SOURCE EXCERPT -
BEGIN

You quote Saint Augustine. What does the post 9/11 campaigns tell us about what we need in terms of capacities to build a better peace?
The story of American foreign policy over the last century was using US global power to influence states’ decision making. The broad story of American foreign policy is about fighting wars to build a better peace in their aftermath. We need to be reminded about that lesson. We devoted extraordinary resources to changing our military over the course of the last decade. In his book Robert Gates talks about how hard he had to work to change the direction of the US military to reorient it from fighting conventional wars to fighting irregular ones. We did not do a very good job in changing the rest of our government. We need similar efforts to capture the lessons learned at the Department of State and the National Security Council over the last decade. It is evident that these kinds of wars are not going to go away. Trends such as the youth bulge and urbanization in underdeveloped states point to a future dominated by low-intensity conflict and states that are too weak to handle what happens inside their borders. The U.S. military is more likely to be called upon to counter insurgencies, intervene in civil strife and humanitarian and epidemic crises, rebuild nations, and wage unconventional types of warfare. They are not going away, so we need to become better at fighting them. And a big part of the effort has to be in improving other government agencies. As we’ve discovered again and again over the past decade, most of the tasks required to succeed in a counterinsurgency campaign are not military. As Galula used to say, counterinsurgency is only 20 percent military and 80 percent everything else (politics, economics, development, information operations) and all must be conducted simultaneously.

END

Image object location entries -
BEGIN

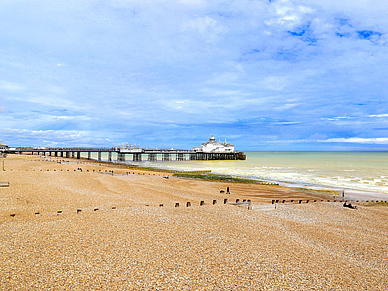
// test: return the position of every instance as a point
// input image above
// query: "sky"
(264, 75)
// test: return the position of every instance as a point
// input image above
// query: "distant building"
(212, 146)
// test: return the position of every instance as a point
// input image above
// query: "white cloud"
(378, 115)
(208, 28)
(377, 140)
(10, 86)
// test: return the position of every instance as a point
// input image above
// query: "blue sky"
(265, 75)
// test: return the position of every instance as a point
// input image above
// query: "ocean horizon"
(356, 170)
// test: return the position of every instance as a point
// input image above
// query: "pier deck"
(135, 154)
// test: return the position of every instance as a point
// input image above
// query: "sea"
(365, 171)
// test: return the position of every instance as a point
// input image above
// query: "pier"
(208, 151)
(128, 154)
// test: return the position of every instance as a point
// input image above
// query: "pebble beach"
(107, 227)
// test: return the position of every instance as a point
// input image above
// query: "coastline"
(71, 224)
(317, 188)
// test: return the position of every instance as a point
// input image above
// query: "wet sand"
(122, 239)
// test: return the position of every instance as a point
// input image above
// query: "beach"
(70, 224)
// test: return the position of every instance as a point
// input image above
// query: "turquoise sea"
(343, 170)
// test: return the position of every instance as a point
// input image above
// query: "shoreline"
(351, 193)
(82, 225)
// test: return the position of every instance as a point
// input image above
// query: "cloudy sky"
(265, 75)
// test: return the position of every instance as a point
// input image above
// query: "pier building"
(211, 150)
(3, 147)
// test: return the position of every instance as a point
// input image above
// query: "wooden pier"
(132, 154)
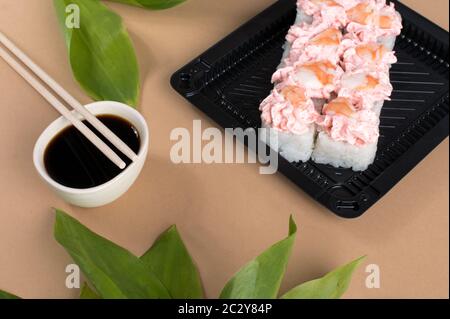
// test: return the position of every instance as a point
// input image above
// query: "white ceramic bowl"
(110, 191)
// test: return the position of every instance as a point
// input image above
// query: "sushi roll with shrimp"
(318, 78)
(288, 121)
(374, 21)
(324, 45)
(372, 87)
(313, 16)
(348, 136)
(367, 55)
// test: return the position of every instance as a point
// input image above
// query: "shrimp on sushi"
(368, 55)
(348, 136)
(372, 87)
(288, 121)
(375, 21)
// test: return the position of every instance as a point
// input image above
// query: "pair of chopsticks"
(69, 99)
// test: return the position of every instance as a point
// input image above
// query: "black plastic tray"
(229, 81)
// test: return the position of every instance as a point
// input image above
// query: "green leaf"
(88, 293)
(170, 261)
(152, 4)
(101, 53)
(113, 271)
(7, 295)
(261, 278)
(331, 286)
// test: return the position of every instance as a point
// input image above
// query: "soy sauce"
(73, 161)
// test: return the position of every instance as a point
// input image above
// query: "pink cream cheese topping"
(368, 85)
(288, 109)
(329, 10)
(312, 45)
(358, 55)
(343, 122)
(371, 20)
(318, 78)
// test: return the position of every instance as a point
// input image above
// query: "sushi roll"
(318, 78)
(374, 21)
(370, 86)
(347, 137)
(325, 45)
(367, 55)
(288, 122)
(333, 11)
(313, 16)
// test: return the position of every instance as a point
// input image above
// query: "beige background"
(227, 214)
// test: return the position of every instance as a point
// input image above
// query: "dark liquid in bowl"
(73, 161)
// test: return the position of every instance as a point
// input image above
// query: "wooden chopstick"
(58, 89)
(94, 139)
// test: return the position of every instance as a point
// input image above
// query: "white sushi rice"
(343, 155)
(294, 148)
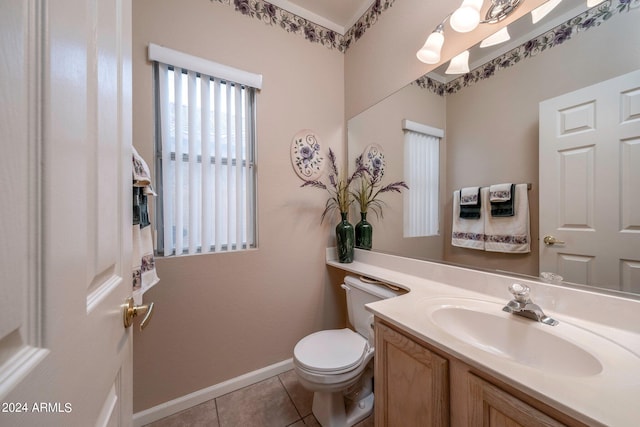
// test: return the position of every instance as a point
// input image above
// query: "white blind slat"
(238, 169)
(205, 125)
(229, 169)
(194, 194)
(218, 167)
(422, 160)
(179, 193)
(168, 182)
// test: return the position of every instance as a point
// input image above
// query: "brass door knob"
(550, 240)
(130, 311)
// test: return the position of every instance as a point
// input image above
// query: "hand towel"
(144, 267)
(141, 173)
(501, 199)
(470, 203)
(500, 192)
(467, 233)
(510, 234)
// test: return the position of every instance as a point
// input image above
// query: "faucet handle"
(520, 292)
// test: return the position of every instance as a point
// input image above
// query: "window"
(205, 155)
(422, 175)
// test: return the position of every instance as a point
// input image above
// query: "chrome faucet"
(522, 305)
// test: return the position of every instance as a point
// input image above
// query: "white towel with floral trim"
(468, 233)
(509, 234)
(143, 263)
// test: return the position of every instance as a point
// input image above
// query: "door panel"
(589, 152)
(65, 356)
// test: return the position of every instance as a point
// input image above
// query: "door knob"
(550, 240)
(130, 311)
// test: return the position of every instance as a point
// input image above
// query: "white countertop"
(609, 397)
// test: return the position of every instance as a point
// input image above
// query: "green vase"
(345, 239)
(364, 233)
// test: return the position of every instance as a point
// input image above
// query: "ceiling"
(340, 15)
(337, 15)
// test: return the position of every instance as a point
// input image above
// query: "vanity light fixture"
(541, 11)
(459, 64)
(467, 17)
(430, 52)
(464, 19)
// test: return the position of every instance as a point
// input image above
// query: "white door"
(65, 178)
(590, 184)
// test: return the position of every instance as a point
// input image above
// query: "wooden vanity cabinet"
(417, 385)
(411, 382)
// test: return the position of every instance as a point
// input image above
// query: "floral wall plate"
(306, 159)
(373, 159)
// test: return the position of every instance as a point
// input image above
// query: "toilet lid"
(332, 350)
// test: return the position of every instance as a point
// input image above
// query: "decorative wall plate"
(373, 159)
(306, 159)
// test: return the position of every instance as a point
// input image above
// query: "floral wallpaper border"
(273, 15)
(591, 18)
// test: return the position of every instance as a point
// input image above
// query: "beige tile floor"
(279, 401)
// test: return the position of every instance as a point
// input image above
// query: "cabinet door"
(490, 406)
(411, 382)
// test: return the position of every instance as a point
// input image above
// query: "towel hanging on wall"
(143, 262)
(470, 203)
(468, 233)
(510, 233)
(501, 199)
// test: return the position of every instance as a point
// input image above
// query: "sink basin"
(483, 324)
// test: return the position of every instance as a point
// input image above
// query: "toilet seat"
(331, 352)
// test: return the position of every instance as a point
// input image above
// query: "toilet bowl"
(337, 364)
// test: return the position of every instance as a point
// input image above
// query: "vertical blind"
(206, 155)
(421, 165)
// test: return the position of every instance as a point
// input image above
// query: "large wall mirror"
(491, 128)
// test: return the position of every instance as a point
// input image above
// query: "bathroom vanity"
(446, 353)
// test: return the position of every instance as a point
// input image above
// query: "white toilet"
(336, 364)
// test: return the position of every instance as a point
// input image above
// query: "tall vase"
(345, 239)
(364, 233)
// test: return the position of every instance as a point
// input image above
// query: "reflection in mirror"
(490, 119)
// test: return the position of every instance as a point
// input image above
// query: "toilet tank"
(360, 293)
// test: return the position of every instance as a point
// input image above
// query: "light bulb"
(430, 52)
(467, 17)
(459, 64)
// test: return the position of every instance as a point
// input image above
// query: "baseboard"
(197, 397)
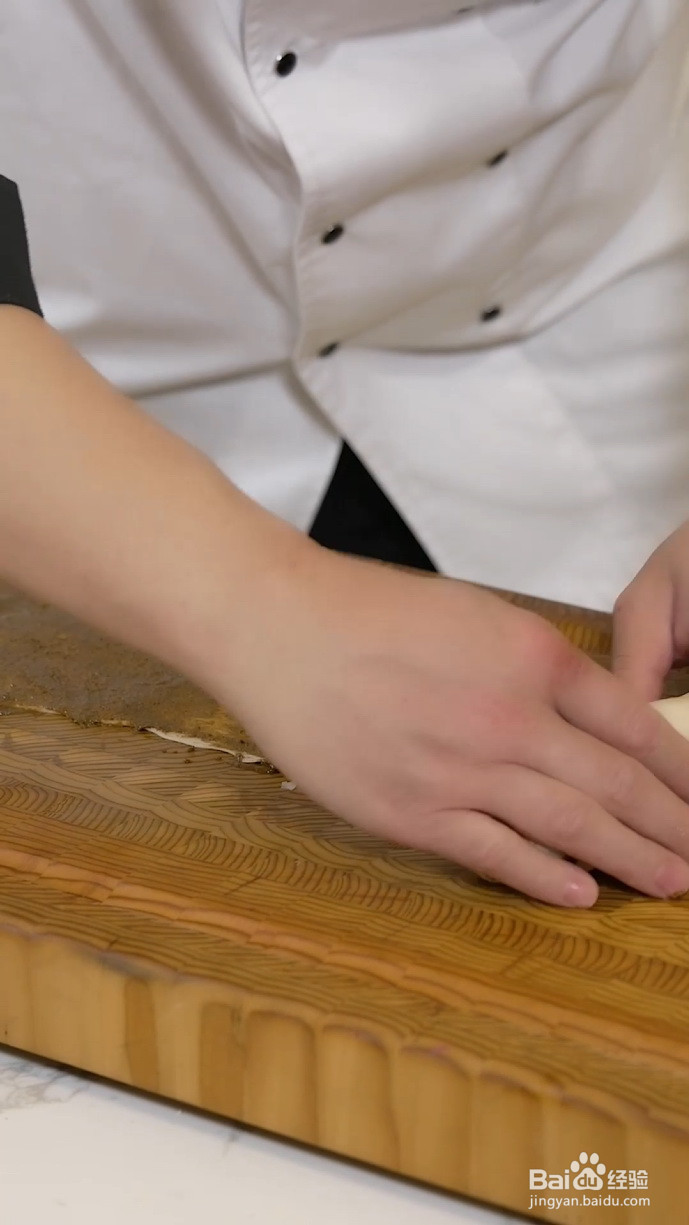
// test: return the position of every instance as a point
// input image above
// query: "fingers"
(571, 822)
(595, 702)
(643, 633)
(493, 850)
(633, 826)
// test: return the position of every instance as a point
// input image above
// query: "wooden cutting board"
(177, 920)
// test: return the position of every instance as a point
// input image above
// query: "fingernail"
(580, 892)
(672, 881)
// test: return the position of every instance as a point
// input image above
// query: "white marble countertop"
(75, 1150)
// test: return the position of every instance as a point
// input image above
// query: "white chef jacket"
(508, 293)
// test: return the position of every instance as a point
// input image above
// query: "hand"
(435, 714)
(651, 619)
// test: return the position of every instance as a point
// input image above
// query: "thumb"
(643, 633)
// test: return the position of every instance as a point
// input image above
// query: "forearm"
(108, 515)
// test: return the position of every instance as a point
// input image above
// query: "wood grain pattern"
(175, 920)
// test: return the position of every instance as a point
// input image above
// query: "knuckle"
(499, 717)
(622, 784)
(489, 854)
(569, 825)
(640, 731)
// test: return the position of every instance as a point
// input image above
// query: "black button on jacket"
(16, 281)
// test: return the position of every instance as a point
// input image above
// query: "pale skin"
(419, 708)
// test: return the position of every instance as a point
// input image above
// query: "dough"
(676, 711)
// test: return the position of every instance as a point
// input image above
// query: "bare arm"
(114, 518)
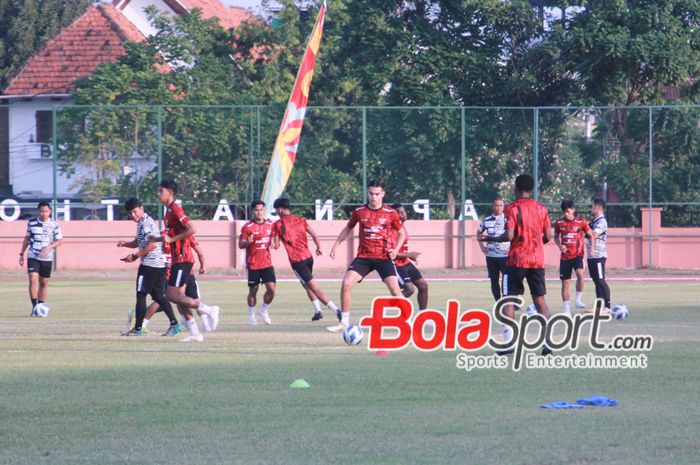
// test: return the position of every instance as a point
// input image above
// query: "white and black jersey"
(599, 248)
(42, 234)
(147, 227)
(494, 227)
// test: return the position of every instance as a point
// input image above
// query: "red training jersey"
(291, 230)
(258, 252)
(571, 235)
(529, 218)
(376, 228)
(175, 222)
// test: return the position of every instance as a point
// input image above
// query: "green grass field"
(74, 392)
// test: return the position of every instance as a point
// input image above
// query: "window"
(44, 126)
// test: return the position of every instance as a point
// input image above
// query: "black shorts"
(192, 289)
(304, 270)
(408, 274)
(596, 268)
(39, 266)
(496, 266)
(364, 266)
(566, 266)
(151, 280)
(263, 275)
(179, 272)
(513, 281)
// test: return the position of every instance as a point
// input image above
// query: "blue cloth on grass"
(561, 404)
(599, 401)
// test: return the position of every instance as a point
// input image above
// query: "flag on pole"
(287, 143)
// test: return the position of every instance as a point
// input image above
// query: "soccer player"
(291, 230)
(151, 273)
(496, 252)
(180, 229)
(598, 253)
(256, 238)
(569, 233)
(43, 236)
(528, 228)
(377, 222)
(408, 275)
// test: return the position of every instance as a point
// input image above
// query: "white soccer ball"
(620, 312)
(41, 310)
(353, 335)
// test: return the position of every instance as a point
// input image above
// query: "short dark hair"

END

TASKS -
1) Answer these questions about the interview excerpt on U.S. foreign policy and counterinsurgency:
(a) Whose book describes the effort to reorient the US military from conventional to irregular wars?
(b) Which two trends in underdeveloped states does the excerpt say point to a future dominated by low-intensity conflict?
(c) What percentage of counterinsurgency did Galula say is military?
2) Supply a few sentences that carry the interview excerpt on U.S. foreign policy and counterinsurgency onward from its last sentence.

EXPECTED OUTPUTS -
1)
(a) Robert Gates
(b) The youth bulge and urbanization
(c) 20 percent

2)
As we move forward, do you still see as vital the need to invest “small wars capabilities”? Everyone is running from the COIN mindset these days.
Everyone might be running away from COIN but they better run faster because the insurgents are catching up. They are catching up in Eastern Ukraine where we see a very complex hybrid war using sophisticated weaponry and intelligence assets provided by Russia in support of what it is essentially a guerilla warfare campaign fought by semi-uniformed irregular proxies. In Syria and Iraq, ISIS is using some of the same techniques, including intimidation and coercion in addition to the weapons captured in the Sunni provinces. War’s changing character continues; we are seeing an increased move away from the so-called conventional state on state war to the mixed hybrid threats that are using conventional weaponry in support of irregular subversive campaigns to achieve political objectives. I see no sign of that changing anytime soon; in fact there are a lot of indications that this trend will accelerate.
Should NATO and the EU become proficient in waging direct or indirect hybrid campaigns in its neighborhood? To me, what Russia is orchestrating there seems very much like a proxy insurgency.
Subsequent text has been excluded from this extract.